→ **STATED PROBLEM A**: Summarize the blog post about marriage in two sentences.
# START OF EXTRACT PROVIDED
Anyway, her comment to me was, "Well, were they [the former partner] a nice person?" When I admitted they were, my Grandma concluded "well, they should get married then". 

Readers, you would be proud, I did not roll my eyes.

To her mind, if the person was a nice person, that was all anyone needed.  I've mentioned this conversation to a few of my readers already.  My grandmother is very traditional and religious.  I love her, and sometimes she does think outside the box, but not about this issue.

I guess it's progress that the statement is not as simple as "Are they mormon?  Yes?  Well, then they should be able to get married then".

But I think back to everything I know, and there is so much more to marriage and relationships than simply being "nice" (or religious). 

I've known people who have loved one another but couldn't make it work. It happens. 

That's not taking things like money, cleanliness, family, kids, friends, mental illness, addiction, goals, values, etc. into account either.  Life throws quite a bit at most of us.  It's fortunate (for some of us) to just keep our heads above the waves.

To assume that all a couple needs is for one person to be "nice", well, it just doesn't work that way any more.  What if you disagree on monogamy?  Or whether or not to have kids?  What if you disagree about religion and/or raising children in particular religions?  These are difficult issues that couples wrestle with.

A friend wisely observed that perhaps we over-analyze love and relationships now, that perhaps we have too much in terms of expectations.  That may also be true.  But there are quite a few relationships where some of these conversations need to happen long before a couple decides to marry.  And people change.  It happens. 

I certainly won't pronounce anyone's relationship as "doomed to fail".  I'm pretty sure mine was/is pronounced as "doomed to fail" because I lived with my boyfriend before we got married. 

I believe people deserve every happiness.  I believe every couple can figure out what works for them, and some couples are just not meant to be.  Period.  I think believe marriage and relationships are infinitely more complicated than they seem, and I try not to make assumptions about what works and what doesn't work.

I'm not going to argue with my grandmother.  I did sit back and muse about her comment though...I completely disagree with her on it. 

Marriage in and of itself isn't the most important thing in the world.  Better a happy, well-adjusted marriage or person to my mind than a miserable one.

1 comment:

Freckle Face Girl said...

Sometimes I wish it were that easy. I guess I wish that nice equaled great partner or family man/woman or not selfish or lots of other great qualities.
# END OF EXTRACT PROVIDED
→ **STATED PROBLEM B**: Identify every line of the entries that contains the string "antenna", treating uppercase and lowercase letters as different.
# START OF MATERIAL PROVIDED
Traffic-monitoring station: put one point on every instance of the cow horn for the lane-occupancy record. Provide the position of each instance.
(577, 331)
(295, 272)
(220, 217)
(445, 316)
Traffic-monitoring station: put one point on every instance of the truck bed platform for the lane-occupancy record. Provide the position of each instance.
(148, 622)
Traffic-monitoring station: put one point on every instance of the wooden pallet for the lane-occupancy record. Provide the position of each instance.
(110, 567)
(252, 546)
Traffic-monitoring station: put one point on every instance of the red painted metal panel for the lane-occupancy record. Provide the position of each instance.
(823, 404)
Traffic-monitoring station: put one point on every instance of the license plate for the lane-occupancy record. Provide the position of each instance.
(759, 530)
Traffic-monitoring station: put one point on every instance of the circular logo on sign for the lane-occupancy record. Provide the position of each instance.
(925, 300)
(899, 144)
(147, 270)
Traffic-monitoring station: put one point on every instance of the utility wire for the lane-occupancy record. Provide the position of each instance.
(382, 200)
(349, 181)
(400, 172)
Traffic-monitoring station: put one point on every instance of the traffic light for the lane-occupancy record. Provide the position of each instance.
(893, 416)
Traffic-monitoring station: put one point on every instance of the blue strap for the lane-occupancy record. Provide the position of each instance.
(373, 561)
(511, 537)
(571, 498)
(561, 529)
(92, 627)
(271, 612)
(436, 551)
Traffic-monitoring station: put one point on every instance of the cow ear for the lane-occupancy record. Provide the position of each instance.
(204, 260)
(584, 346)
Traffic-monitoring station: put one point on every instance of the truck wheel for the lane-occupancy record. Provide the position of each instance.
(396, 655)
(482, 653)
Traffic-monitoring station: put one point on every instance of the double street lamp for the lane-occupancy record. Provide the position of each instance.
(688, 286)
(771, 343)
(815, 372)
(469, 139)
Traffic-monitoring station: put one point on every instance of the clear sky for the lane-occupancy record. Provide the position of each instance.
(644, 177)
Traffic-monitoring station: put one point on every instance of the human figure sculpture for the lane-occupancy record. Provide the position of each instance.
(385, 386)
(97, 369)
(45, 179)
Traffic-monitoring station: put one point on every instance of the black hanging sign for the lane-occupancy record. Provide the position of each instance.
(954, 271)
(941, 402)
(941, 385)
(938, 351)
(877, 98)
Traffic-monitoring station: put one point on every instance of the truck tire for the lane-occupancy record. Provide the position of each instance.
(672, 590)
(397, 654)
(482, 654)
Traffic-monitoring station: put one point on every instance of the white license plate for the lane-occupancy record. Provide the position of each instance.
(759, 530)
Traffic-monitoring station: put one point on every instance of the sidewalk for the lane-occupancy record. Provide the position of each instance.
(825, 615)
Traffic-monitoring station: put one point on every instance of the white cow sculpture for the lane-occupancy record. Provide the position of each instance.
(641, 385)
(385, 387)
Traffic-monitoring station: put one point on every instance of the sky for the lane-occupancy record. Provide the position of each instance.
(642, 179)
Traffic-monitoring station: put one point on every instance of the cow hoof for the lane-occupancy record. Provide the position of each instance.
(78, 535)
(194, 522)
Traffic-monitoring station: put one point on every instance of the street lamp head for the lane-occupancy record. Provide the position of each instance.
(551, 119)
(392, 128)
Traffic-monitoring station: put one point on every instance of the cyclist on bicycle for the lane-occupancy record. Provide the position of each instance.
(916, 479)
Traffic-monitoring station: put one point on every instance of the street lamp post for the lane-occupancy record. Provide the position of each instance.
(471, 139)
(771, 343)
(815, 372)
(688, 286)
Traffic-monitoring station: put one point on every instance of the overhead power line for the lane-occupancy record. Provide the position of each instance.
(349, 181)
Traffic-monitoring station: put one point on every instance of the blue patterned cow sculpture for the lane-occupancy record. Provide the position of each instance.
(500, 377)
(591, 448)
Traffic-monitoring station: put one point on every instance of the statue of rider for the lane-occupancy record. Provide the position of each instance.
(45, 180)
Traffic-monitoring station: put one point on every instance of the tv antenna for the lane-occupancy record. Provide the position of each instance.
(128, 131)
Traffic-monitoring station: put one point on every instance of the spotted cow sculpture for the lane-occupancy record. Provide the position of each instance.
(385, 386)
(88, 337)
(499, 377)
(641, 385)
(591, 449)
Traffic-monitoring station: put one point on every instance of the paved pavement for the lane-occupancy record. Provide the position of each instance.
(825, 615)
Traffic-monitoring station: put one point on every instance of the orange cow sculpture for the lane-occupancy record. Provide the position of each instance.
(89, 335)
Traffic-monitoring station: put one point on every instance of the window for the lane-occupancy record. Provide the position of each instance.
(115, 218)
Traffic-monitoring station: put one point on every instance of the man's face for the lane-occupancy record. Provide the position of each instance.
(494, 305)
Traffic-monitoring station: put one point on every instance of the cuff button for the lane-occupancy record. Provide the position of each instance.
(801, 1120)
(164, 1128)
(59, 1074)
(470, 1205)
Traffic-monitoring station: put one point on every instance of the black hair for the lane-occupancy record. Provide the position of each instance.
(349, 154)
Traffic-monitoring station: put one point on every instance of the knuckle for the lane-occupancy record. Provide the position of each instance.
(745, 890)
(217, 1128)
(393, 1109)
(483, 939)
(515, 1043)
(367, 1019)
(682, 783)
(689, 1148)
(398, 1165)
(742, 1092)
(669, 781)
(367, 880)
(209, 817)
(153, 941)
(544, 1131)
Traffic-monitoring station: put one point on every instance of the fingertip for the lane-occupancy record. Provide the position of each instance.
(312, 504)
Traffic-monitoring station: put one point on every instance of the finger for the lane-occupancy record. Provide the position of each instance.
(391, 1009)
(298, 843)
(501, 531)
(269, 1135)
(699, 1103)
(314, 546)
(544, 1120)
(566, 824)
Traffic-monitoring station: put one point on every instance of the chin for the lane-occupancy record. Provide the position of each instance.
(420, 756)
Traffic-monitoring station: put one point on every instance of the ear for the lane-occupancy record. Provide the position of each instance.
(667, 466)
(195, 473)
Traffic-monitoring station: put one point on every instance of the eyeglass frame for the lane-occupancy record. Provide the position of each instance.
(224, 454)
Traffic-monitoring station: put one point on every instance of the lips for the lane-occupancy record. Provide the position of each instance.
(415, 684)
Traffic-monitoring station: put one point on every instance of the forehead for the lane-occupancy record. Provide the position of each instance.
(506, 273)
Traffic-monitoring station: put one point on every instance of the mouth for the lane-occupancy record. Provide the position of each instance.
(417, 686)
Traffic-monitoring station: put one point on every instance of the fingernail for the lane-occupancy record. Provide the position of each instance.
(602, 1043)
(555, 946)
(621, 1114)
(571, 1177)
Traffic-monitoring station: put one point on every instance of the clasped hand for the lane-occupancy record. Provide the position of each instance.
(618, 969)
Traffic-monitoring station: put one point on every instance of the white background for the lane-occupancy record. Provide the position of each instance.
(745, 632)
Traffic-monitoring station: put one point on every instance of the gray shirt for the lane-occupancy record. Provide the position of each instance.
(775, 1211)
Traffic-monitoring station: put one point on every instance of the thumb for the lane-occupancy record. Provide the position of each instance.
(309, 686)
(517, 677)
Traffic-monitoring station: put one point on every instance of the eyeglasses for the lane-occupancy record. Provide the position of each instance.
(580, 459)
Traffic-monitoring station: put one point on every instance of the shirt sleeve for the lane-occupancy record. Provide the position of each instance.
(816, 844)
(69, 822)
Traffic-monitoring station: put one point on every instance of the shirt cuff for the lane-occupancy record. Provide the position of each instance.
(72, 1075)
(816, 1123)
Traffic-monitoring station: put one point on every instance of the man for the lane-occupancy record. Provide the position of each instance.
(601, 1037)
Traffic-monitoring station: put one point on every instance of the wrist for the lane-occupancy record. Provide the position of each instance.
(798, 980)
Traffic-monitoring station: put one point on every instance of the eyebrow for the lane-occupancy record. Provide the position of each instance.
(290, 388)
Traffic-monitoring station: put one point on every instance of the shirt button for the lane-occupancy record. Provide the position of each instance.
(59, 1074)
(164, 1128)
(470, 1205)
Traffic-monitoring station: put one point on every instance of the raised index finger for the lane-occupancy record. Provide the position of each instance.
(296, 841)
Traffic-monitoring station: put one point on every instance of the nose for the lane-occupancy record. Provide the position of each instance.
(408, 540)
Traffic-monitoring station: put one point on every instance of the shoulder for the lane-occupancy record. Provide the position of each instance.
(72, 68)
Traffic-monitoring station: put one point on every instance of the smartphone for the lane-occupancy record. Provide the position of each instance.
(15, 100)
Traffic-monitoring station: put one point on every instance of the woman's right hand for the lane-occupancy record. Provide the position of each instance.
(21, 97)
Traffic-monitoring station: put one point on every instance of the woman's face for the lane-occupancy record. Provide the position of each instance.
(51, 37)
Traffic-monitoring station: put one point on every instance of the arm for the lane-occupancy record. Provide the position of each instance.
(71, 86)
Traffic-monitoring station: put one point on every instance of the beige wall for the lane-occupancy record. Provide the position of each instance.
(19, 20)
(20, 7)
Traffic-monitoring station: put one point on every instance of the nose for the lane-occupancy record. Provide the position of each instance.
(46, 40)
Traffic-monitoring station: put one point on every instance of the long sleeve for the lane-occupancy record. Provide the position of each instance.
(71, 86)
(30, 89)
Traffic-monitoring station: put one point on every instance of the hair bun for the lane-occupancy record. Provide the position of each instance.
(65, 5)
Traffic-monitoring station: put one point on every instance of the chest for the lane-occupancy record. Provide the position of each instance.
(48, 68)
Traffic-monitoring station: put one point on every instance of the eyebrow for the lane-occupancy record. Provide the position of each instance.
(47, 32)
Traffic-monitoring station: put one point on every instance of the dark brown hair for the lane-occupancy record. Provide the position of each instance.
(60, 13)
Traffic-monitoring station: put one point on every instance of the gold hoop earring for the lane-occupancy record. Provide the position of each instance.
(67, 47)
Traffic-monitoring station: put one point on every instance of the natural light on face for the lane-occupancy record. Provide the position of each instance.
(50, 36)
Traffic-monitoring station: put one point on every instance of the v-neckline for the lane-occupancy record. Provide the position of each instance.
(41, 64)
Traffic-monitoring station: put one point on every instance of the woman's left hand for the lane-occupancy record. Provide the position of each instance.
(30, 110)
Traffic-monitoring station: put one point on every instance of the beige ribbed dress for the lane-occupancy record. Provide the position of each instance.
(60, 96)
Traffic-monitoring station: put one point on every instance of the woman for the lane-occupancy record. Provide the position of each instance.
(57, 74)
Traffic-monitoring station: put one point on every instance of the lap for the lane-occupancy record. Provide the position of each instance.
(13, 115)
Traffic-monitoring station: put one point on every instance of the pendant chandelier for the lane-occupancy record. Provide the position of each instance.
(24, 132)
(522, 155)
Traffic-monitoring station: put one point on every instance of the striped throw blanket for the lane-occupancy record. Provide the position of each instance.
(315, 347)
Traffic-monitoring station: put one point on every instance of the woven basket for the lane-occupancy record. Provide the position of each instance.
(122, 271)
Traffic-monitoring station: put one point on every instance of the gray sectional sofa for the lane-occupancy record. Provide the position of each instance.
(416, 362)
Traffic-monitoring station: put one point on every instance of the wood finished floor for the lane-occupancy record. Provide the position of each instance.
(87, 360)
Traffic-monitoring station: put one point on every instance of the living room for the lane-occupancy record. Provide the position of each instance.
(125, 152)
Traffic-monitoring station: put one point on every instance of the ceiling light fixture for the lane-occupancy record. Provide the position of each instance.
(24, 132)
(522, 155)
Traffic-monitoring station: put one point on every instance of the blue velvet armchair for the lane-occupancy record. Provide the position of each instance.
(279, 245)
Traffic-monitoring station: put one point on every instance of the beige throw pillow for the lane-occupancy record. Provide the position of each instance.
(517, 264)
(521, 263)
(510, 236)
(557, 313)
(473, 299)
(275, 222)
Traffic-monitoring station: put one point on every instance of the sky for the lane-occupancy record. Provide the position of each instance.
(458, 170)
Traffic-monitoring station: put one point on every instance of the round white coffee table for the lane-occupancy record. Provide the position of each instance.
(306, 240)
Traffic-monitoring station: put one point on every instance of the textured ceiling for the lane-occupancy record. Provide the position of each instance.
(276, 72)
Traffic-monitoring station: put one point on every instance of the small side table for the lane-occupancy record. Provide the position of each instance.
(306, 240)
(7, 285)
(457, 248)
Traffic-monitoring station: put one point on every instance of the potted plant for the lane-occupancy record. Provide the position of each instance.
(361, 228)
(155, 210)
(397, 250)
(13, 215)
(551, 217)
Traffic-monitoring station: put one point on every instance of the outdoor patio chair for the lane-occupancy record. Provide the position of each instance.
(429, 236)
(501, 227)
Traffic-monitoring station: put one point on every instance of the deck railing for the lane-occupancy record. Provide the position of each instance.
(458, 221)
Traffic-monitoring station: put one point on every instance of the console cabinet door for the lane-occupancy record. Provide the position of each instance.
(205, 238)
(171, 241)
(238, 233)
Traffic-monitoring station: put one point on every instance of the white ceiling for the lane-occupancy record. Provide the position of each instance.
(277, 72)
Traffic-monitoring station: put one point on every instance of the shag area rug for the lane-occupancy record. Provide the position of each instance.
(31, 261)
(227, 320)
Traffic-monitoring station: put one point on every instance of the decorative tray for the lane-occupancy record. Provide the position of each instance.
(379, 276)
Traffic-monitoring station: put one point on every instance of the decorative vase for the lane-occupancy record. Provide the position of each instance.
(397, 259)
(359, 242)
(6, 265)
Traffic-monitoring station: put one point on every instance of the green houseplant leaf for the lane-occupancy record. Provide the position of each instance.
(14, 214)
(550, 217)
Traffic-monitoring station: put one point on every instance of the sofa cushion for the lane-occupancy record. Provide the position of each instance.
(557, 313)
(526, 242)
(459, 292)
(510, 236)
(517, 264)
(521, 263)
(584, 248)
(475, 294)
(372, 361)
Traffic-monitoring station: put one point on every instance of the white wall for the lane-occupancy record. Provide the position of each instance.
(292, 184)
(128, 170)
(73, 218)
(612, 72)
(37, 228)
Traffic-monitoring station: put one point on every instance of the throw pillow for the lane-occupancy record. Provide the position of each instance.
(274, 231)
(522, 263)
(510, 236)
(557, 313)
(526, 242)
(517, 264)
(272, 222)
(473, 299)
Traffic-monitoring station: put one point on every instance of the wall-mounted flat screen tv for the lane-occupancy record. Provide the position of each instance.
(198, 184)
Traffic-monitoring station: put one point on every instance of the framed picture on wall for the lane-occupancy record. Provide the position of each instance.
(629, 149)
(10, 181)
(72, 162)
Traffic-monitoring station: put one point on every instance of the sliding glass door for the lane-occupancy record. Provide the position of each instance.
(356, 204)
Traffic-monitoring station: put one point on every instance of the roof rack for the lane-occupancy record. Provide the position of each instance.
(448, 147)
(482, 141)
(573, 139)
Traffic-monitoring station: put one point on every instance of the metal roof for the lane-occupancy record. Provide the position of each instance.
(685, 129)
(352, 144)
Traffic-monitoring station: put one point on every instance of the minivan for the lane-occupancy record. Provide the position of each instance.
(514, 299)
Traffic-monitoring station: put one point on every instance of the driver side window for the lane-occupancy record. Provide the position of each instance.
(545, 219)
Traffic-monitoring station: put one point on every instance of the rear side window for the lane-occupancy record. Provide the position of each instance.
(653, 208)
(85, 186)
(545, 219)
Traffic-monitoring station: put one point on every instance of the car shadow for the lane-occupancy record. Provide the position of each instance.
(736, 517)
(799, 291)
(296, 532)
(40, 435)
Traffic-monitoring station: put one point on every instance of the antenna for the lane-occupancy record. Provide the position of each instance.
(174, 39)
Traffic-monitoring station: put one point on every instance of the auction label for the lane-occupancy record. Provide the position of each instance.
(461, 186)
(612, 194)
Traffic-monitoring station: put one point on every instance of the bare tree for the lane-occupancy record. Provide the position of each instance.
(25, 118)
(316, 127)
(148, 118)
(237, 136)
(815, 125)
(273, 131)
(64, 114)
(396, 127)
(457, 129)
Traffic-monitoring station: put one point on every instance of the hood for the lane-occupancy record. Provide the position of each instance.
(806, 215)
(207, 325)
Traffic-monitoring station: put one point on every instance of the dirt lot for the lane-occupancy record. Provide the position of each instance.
# END OF MATERIAL PROVIDED
→ **EXPECTED ANSWER A**: The writer's very traditional and religious grandmother held that if the person was a nice person, that was all anyone needed to marry, and the writer completely disagrees with her. In the writer's view, marriage and relationships are far more complicated: money, kids, religion, monogamy and people changing all play a part, and a happy, well-adjusted marriage or person is better than a miserable one.

→ **EXPECTED ANSWER B**:
Traffic-monitoring station: put one point on every instance of the tv antenna for the lane-occupancy record. Provide the position of each instance.
Traffic-monitoring station: put one point on every instance of the antenna for the lane-occupancy record. Provide the position of each instance.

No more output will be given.